▸ **FRAGMENTO DEL TEXTO**:
....................

“También dijo: Un hombre tenía dos hijos; y el menor de ellos dijo a su padre: Padre, dame la parte de los bienes que me corresponde; y les repartió los bienes. No muchos días después, juntándolo todo el hijo menor, se fue lejos a una provincia apartada; y allí desperdició sus bienes viviendo perdidamente. Y cuando todo lo hubo malgastado, vino una gran hambre en aquella provincia, y comenzó a faltarle. Y fue y se arrimó a uno de los ciudadanos de aquella tierra, el cual le envió a su hacienda para que apacentase cerdos. Y deseaba llenar su vientre de las algarrobas que comían los cerdos, pero nadie le daba.
Y volviendo en sí, dijo: ¡Cuántos jornaleros en casa de mi padre tienen abundancia de pan, y yo aquí perezco de hambre! Me levantaré e iré a mi padre, y le diré: Padre, he pecado contra el cielo y contra ti. Ya no soy digno de ser llamado tu hijo; hazme como uno de los jornaleros. Y levantándose, vino a su padre. Y cuando aún estaba lejos, lo vio su padre, y fue movido a misericordia, y corrió, y se echó sobre su cuello, y le besó. Y el hijo le dijo: Padre, he pecado contra el cielo y contra ti, y ya no soy digno de ser llamado tu hijo. Pero el padre dijo a sus siervos: Sacad el mejor vestido, y vestidle; y poned un anillo en su mano, y calzado en sus pies. Y traed el becerro gordo, y matadlo, y comamos y hagamos fiesta; porque este mi hijo muerto era, y ha revivido; se había perdido, y es hallado. Y comenzaron a regocijarse.” Lucas 15:11-24.
Este pasaje de las Sagradas Escrituras se conoce como LA PARÁBOLA DEL HIJO PRÓDIGO, y nos da una enseñanza preciosa. Se trata de la historia de dos hermanos, y cómo el menor de estos decidió alejarse de su hogar y de su familia, para malgastar toda su herencia con sus amigos. Y asimismo, cuando una persona se aparta de Dios, entra en un éxtasis, en un túnel, en la oscuridad de las tinieblas, porque se aleja de Cristo, que es la luz del mundo. Por eso, desecha las bendiciones y los tesoros eternos de Dios, a cambio de los placeres vanos, costosos y efímeros.
Este joven lo perdió todo, no solamente quedó en la ruina sino que el país lejano donde vivía sufrió una hambruna, y tuvo que pedir trabajo a una hacienda. Para no morirse de hambre aceptó, pues, ejercer una ocupación que era abominable para los judíos: apacentar cerdos.

....................

▸ **ENUNCIADO**:
¿Podrías proseguir la reflexión sobre la parábola del hijo pródigo a partir de su última oración?

Entradas de datos extraídas

....................

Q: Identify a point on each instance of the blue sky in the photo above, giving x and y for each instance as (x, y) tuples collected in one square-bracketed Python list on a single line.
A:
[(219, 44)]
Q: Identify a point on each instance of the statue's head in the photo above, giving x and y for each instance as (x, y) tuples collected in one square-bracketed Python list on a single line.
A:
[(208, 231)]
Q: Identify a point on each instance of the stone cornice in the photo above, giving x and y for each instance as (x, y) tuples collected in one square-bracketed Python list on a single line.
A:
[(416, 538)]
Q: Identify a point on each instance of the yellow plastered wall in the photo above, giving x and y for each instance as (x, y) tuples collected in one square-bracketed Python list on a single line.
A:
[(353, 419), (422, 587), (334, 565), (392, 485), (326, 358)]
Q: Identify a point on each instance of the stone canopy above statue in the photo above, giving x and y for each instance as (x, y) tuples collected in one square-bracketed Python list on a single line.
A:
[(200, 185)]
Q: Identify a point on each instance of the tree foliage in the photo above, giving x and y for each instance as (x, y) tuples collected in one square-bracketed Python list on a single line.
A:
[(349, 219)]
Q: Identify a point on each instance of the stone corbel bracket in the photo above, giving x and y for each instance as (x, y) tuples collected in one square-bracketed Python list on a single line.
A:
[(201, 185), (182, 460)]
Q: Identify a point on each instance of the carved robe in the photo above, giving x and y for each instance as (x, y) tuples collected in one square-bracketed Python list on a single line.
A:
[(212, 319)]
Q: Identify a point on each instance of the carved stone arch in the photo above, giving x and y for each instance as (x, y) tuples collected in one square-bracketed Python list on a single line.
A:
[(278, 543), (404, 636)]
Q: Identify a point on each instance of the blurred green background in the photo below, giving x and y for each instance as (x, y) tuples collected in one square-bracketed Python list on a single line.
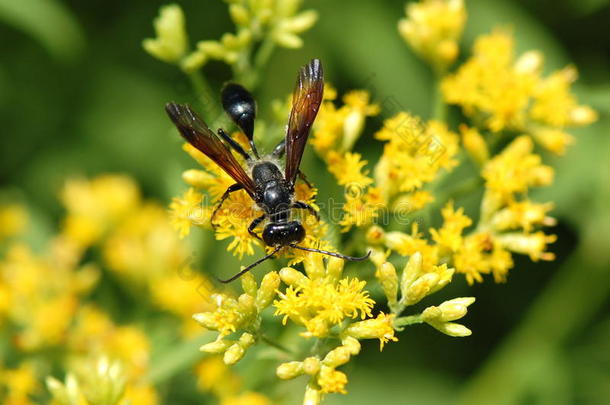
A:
[(79, 96)]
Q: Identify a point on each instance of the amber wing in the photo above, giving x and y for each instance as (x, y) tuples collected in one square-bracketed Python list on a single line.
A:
[(306, 100), (196, 132)]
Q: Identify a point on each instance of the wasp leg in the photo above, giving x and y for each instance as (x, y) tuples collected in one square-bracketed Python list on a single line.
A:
[(254, 224), (304, 206), (234, 187), (256, 263)]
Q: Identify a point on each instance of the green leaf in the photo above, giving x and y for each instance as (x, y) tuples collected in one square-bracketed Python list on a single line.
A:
[(48, 22)]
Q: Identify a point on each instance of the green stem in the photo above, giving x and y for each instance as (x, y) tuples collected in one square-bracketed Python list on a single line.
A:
[(263, 54), (205, 95), (408, 320), (276, 344), (179, 357), (440, 108)]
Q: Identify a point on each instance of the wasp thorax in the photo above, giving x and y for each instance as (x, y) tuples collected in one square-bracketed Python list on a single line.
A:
[(285, 233), (240, 106)]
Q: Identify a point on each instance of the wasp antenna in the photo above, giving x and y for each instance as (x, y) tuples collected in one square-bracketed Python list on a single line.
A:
[(334, 254), (251, 266)]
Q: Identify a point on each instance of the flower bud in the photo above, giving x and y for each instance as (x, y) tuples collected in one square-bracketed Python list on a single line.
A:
[(334, 268), (292, 277), (386, 274), (420, 288), (474, 144), (411, 271), (313, 396), (217, 346), (311, 365), (292, 369), (375, 235), (269, 285), (233, 354), (171, 42), (337, 357), (452, 329), (352, 344), (248, 284), (239, 14)]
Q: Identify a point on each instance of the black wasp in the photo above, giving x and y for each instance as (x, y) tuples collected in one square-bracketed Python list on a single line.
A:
[(272, 190)]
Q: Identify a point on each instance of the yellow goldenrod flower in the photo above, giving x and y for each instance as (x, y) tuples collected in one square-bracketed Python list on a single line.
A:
[(386, 274), (533, 245), (554, 105), (101, 384), (248, 398), (337, 129), (331, 380), (347, 169), (42, 295), (380, 328), (449, 236), (320, 303), (489, 84), (214, 375), (432, 28), (504, 92), (19, 384), (516, 169), (188, 210), (361, 208), (94, 206), (171, 42), (475, 144), (413, 155), (13, 220), (522, 214)]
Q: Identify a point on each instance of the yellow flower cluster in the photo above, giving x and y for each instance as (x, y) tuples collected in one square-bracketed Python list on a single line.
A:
[(215, 377), (387, 207), (499, 91), (196, 206), (432, 28), (43, 296), (241, 313)]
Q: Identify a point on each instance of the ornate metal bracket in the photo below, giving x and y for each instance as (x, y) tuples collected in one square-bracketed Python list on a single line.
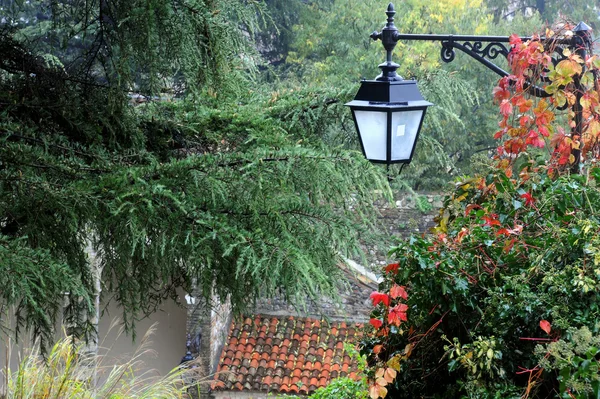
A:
[(481, 48)]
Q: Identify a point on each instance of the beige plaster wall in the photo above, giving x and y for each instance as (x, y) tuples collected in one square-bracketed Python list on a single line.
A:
[(167, 342)]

....................

▸ **RESPUESTA AL EJERCICIO**:
No obstante, con el transcurso de los meses y el aumento de la miseria, aquel hombre volvió en sí, y se acordó de la abundancia de la casa de su padre. Recordó aquellas manos que le habían entregado su herencia, y que lo habían bendecido tantas veces. Recordó que en la casa del padre, hasta los jornaleros tenían abundancia de pan. Recordó que su padre lo amaba y era misericordioso, y decidió volver.
Las Escrituras indican que su padre lo reconoció de lejos, y fue movido a misericordia, y corrió hacia, y se echó sobre su cuello, y le besó. De la misma manera, cuando uno de Sus hijos decide regresar a Su casa, el corazón de Dios, que rebosa de amor, se apiada de él.
Amado lector, si usted es el hijo pródigo de esta historia, ya es hora que vuelva en sí, que recapacite y regrese a la casa del Padre Celestial. Si un padre humano fue capaz de perdonar la traición y los errores de su hijo… ¿Cuánto más lo hará el Señor por usted? Él se encuentra con los ojos puestos en el camino, esperando que usted regrese a su casa. Cuando lo vea de lejos, Él correrá los últimos metros hacia usted, le abrazará y dará la orden a Sus ángeles, para que le vistan con los vestidos del heredero, y que le vuelvan a poner el sello que ha perdido.
El fallo inicial de aquel joven consistió en que puso sus ojos en los bienes, en las regalías, y en las bendiciones de su padre. La Palabra de Dios revela que: “Toda buena dádiva y todo don perfecto desciende de lo alto, del Padre de las luces, en el cual no hay mudanza, ni sombra de variación” (Santiago 1:17). No obstante, en ciertas ocasiones, las bendiciones celestiales pueden volverse contraproducentes y tornarse en algo negativo, esto es, cuando nuestra vida espiritual está fundamentada y enfocada en las bendiciones que recibimos del cielo.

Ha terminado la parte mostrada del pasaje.